> Task to carry out
Restate, in full and unchanged, the entries that follow, but not their pictures.

> Supplied data
────────
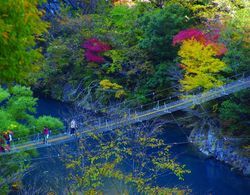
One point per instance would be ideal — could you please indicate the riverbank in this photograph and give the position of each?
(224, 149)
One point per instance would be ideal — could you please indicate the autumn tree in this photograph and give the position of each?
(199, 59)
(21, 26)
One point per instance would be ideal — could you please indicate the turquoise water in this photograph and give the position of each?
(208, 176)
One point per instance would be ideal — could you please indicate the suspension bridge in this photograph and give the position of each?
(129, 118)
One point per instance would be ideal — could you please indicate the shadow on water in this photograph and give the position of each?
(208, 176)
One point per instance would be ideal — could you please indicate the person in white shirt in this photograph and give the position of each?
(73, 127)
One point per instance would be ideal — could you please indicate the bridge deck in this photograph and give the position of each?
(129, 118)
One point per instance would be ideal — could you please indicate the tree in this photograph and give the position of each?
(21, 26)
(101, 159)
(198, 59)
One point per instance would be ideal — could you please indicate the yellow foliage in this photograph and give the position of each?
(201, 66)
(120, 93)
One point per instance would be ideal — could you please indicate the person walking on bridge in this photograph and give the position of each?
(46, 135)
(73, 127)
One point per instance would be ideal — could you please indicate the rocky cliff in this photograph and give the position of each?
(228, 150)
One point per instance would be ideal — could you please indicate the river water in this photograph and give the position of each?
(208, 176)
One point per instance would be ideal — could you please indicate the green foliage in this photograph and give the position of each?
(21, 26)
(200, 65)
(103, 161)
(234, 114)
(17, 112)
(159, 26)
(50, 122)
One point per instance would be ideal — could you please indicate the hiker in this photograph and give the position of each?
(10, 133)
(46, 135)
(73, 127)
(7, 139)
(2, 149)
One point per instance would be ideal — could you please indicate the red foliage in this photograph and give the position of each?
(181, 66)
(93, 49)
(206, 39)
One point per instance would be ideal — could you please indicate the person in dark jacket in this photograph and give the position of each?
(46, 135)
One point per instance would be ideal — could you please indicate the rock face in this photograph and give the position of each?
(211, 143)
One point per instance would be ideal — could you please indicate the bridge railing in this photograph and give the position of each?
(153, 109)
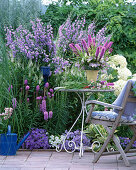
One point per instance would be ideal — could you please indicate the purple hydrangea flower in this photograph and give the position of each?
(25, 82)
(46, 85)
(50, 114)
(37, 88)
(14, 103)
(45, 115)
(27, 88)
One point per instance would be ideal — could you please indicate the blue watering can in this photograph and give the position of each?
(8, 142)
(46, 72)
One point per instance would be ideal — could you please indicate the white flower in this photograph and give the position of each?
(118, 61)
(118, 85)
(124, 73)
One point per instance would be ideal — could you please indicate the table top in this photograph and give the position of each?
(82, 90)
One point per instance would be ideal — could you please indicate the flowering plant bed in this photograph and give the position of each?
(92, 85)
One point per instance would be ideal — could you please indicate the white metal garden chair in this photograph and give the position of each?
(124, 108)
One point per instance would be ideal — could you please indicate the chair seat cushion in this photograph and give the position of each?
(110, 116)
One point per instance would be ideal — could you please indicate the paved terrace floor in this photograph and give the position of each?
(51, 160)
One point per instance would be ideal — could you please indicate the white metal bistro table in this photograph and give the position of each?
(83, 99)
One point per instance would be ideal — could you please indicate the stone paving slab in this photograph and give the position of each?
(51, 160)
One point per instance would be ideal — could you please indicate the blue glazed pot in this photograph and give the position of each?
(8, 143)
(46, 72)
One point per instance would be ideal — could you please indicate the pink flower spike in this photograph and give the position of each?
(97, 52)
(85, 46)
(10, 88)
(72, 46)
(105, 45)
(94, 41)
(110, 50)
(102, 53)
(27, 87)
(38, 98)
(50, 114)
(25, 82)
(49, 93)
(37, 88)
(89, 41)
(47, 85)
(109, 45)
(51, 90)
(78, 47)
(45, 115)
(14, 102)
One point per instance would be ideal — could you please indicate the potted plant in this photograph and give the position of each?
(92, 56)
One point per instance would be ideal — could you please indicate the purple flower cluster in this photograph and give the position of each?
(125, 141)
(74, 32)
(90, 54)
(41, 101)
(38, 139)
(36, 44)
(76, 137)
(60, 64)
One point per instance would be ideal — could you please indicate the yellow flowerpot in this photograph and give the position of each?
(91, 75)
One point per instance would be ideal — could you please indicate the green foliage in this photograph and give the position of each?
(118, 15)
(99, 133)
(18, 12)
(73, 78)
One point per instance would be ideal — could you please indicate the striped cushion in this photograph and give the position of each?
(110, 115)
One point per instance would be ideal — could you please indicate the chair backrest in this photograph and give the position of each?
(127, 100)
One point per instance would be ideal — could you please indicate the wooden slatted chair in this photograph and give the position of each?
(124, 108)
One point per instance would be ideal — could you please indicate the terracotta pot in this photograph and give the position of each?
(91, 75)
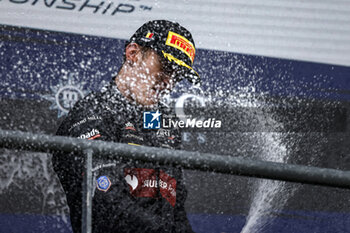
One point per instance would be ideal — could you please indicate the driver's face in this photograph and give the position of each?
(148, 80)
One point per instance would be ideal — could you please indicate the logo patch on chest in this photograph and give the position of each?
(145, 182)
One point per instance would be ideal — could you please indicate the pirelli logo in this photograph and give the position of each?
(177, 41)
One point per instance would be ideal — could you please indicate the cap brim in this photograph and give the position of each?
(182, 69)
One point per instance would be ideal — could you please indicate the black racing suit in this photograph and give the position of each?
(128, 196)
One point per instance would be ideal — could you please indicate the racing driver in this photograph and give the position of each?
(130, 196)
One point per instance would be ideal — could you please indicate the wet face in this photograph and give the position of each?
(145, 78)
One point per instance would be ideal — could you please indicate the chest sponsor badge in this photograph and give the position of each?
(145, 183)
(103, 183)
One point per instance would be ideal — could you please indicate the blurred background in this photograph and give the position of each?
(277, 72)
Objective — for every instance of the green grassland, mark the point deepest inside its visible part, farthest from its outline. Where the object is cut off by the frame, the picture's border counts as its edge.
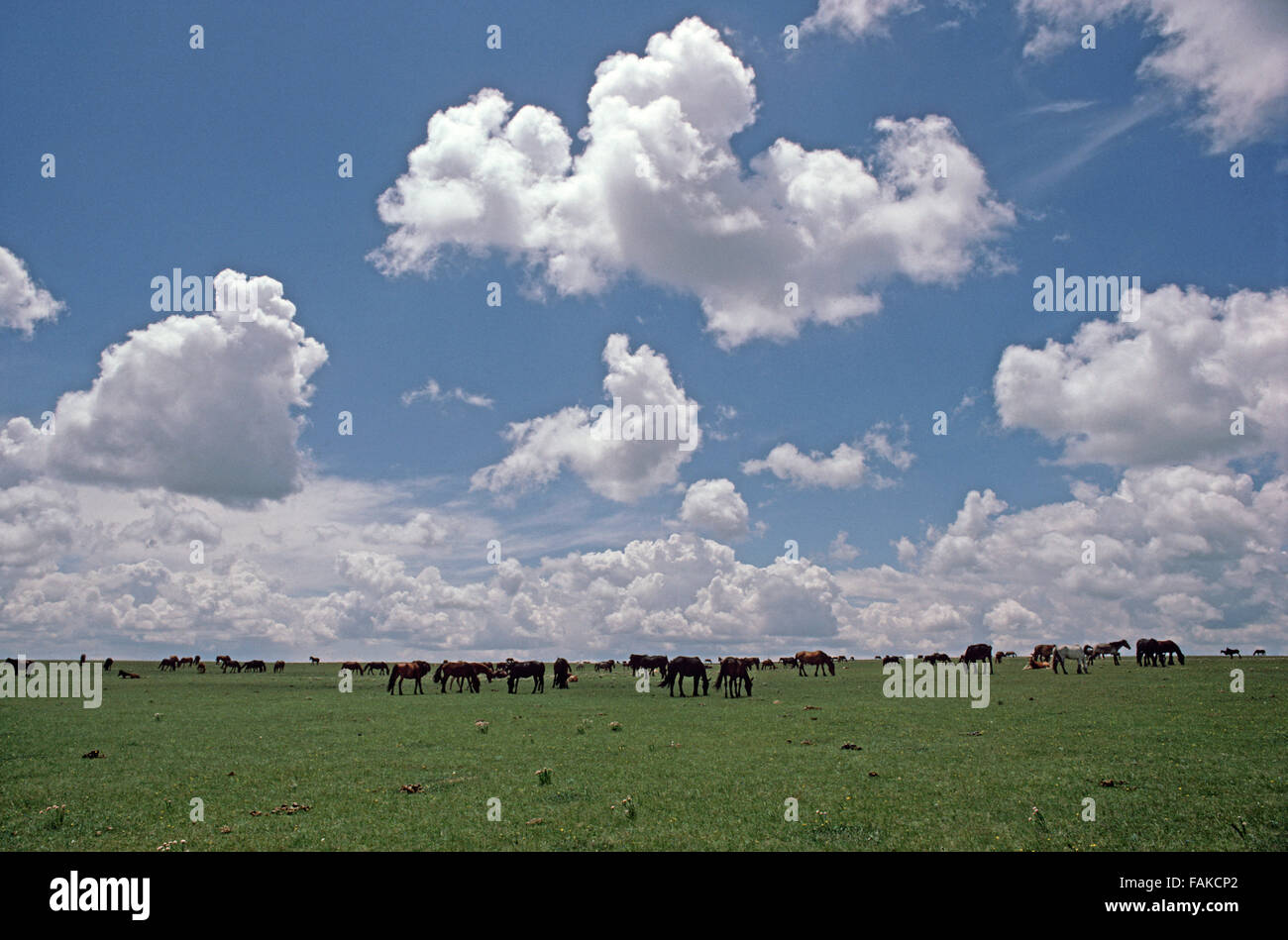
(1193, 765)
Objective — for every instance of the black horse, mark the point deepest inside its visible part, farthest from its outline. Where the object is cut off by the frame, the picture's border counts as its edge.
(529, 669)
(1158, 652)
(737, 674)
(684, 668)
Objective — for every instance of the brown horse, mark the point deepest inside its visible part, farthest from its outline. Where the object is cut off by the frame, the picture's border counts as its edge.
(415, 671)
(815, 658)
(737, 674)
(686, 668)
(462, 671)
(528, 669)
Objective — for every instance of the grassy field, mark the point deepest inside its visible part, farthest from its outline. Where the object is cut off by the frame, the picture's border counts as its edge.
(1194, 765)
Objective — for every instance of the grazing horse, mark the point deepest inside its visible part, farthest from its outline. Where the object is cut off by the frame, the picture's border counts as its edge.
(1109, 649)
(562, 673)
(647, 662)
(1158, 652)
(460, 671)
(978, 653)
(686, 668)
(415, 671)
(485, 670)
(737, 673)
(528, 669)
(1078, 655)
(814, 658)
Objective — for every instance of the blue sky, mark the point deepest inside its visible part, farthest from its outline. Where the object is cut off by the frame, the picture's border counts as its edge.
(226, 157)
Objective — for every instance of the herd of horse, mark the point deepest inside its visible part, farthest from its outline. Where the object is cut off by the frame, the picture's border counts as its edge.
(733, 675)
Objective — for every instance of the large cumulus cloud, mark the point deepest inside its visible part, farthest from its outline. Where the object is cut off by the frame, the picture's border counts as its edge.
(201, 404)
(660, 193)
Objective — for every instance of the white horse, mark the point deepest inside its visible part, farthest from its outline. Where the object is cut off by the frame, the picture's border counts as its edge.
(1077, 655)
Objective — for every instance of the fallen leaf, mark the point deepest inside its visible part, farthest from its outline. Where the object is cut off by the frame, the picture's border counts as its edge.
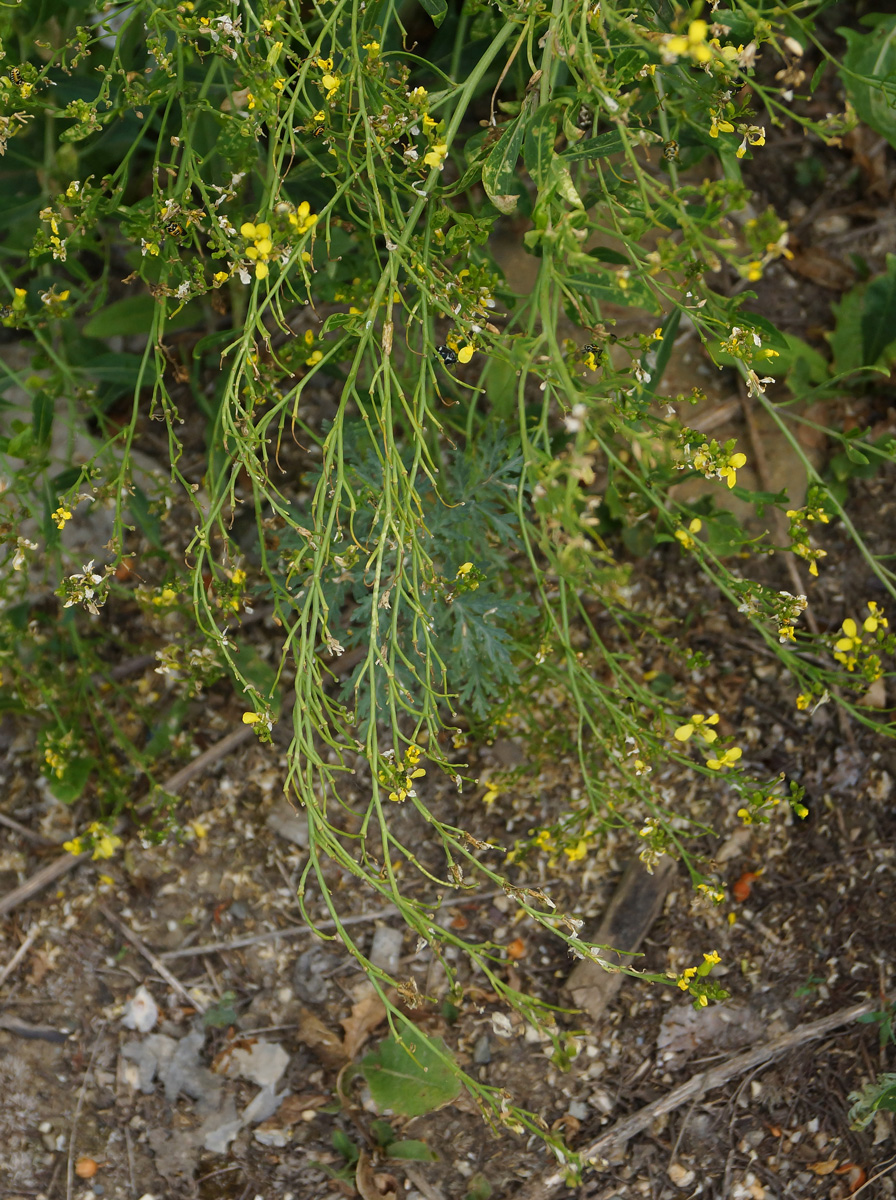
────────
> Response to the exercise
One point per instance would be ideal — could you please indicate the riverbank in this photograph and give the position of each?
(224, 149)
One point per instance would be ideal — could you please indicate the autumn tree in this photograph and give the position of each?
(199, 59)
(21, 26)
One point per instance would be ideal — could you please indicate the turquoise water in this photograph and give the position of each?
(208, 176)
One point per instance would be ideal — could you please indicate the suspension bridge in this photograph and give the position of each?
(129, 118)
One point per instance would be ideal — could you please indicate the shadow on water in this photograph and give the position of each?
(208, 176)
One point per instance would be ideal — could you please indicate the person in white shirt in this photograph and give the position of each?
(73, 127)
One point per instance would be ideal — could you please indicate the bridge deck in this photograph and give the position of each?
(129, 118)
One point per instance would be ideal — could you please indicate the tree in this photograph and give the position of each?
(21, 26)
(101, 159)
(198, 59)
One point per instance would be ideal — could you please indicate the yellow foliage in this photograph and give the position of each?
(201, 66)
(120, 93)
One point per instance would be ideal — could you please indicate the person walking on bridge in this photograph and give the position of each?
(46, 135)
(73, 127)
One point per instance would be ideal — could you please indicate the rocky cliff in this photograph and give the position of each?
(228, 150)
One point per instance would be ideal — could you please indicate the river water in this photograph and give the position of each?
(208, 176)
One point per instance would be ideal — could you please indicate the green foliage in this photograph and give the position of each?
(21, 26)
(200, 65)
(103, 161)
(234, 114)
(17, 112)
(159, 26)
(50, 122)
One point per instance would be ideal — could you please indicate the hiker in this photograph and give the position of each?
(10, 133)
(46, 135)
(73, 127)
(7, 139)
(2, 149)
One point per instance would be ideal — could you please indicate the red foliage in this photograph and give the position of each?
(181, 66)
(93, 49)
(206, 39)
One point per instance would be ideal — could you please indicate the person in dark jacket in this photograph and give the position of each?
(46, 135)
One point per instance would be ideal — could you please indicate the rock face in this photograph and give the position of each?
(211, 143)
One point per instance would be ideal — could you please indicate the bridge railing in this photograph and give the position of each?
(153, 109)
One point per instance would be ideal — could you please indicate the purple hydrangea flower in this photograph and give the position of each?
(25, 82)
(46, 85)
(50, 114)
(37, 88)
(14, 103)
(45, 115)
(27, 88)
One point per instance would be ideal — could you please indicate the blue watering can in this photograph and give the position of each?
(8, 142)
(46, 72)
One point per instance would be ideal — could you please indicate the white flower in this photograph and give the position of each?
(118, 61)
(118, 85)
(124, 73)
One point per instance would be ideal — could you please indicate the table top in this photograph and give the position of each?
(82, 90)
One point per instance would be ideal — could you please indicate the flowering plant bed in this photograph and give the position of each?
(92, 85)
One point per instance would be ideal — could you please indicate the white metal garden chair in this photograph and give the position of each?
(124, 108)
One point per instance would be ideal — could you please indicate the chair seat cushion in this photograph and give the position of each?
(110, 116)
One point per instance would be ideal — could you please indicate the paved terrace floor in this photograph and give the position of each?
(51, 160)
One point per instance would be ideal — could you please indicate the white metal bistro table in this photograph and give the position of each?
(83, 99)
One point per instance would be ideal — could you please indicate the stone paving slab in this photograph and give the position of each?
(51, 160)
One point per instance would be ideal — could you please indicate the blue glazed pot in this photograph and give the position of each?
(8, 143)
(46, 72)
One point per instance would be ideal — could you please indicate the pink flower spike in this photograph and give the position of each?
(97, 52)
(85, 46)
(10, 88)
(72, 46)
(105, 45)
(94, 41)
(110, 50)
(102, 53)
(27, 87)
(38, 98)
(50, 114)
(25, 82)
(49, 93)
(37, 88)
(89, 41)
(47, 85)
(109, 45)
(51, 90)
(78, 47)
(45, 115)
(14, 102)
One point per instance would be ideal — could you please indicate the potted plant in this photograph and give the position of each?
(92, 56)
One point per instance would be ideal — could you please indicate the purple flower cluster in this photograph and give the position of each?
(125, 141)
(74, 32)
(90, 54)
(41, 101)
(38, 139)
(36, 44)
(76, 137)
(60, 64)
One point per instance would be ideal — could you please indicate the yellow flowerpot in this photograph and give the position of each?
(91, 75)
One point per instance would be ideal — could you please indicate the green foliage in this photograph and give the position of each?
(118, 15)
(99, 133)
(18, 12)
(73, 78)
One point per instance would be ideal — could you please indicate the striped cushion in this photograph and give the position of each?
(110, 115)
One point per instance would be ideal — could you please indicate the chair backrest in this photograph and give the position of each?
(127, 100)
One point per instance would be ideal — could you please indicate the wooden slatted chair in this photograph and give the position of each?
(124, 108)
One point per instance would be ideal — could you please indicate the terracotta pot in this photograph and give the position of each?
(91, 75)
One point per instance would be ideal — could you please indicate the driver's face in this photograph and give the position of each?
(148, 80)
One point per instance would be ideal — could you please indicate the logo patch on chest in this photograph and give the position of each?
(145, 182)
One point per instance would be ideal — could you please indicate the pirelli logo in this photograph and give the position of each?
(177, 41)
One point per instance would be ideal — could you please indicate the cap brim in this photograph and give the position of each?
(182, 69)
One point per instance would be ideal — could you please indicate the black racing suit in this photograph and give the position of each?
(128, 196)
One point per instance would be ideal — could you please indicate the racing driver in this photograph and give the position of each?
(130, 196)
One point per instance would be ideal — could you please indicate the wet face in this photograph and give the position of each?
(145, 78)
One point per instance would be ideal — could you please indicate the chest sponsor badge in this photograph and give the position of each?
(145, 183)
(103, 183)
One point per instance would be ideal — could you please indicate the blurred background in this photograph and give the position of each?
(277, 72)
Objective — for every instance of the green grassland, mark the point deepest inside its visible part, farthest from its outline. Where the object is cut off by the frame, the picture's border counts as its edge.
(1193, 765)
Objective — for every instance of the black horse, mark the point deepest inside its visible part, farthest from its outline. Where the object is cut off by the frame, the picture's border counts as its edge.
(529, 669)
(1158, 652)
(737, 674)
(684, 668)
Objective — for every instance of the brown horse, mark the point deepest inside its visible part, farthest from its outline. Where the object is cut off by the frame, the picture's border counts as its edge.
(415, 671)
(815, 658)
(737, 674)
(686, 668)
(462, 671)
(528, 669)
Objective — for every instance of the grassy field, mark the point deepest inside its visible part, farthest from its outline. Where the object is cut off by the frame, the picture's border counts as its edge.
(1194, 765)
Objective — for every instance of the grazing horse, mark the point deepest inside its visible part, farthest from its outline. Where the object is cut off by the frame, the picture's border counts as its edge.
(1109, 649)
(562, 673)
(647, 662)
(1158, 652)
(460, 671)
(978, 653)
(686, 668)
(415, 671)
(485, 670)
(737, 673)
(528, 669)
(1078, 655)
(814, 658)
Objective — for every instance of the blue sky, mark the point deepest inside its visible part, farthest from its outline. Where the object is cut off by the frame, the picture's border counts as its edge.
(226, 157)
Objective — for every instance of the herd of horse, mark the point deepest inside its visible part, farthest from its outline. Where the object is cut off by the frame, the picture's border counts as its edge.
(733, 675)
Objective — for every instance of the large cumulus cloud, mark the point deepest inside its visible part, farthest from its outline. Where the object is cut off by the frame, the picture's border counts as its edge.
(201, 404)
(660, 193)
Objective — for every instance of the white horse, mark the point deepest inside its visible part, farthest from its outline. Where the object is cut off by the frame, the picture's border counts as its edge.
(1077, 655)
Objective — for every instance of the fallen leaf, mark the point deepest inside its visible part, farthest from its outline. Where the object is cut off by the frame, the picture's border counts as its edge.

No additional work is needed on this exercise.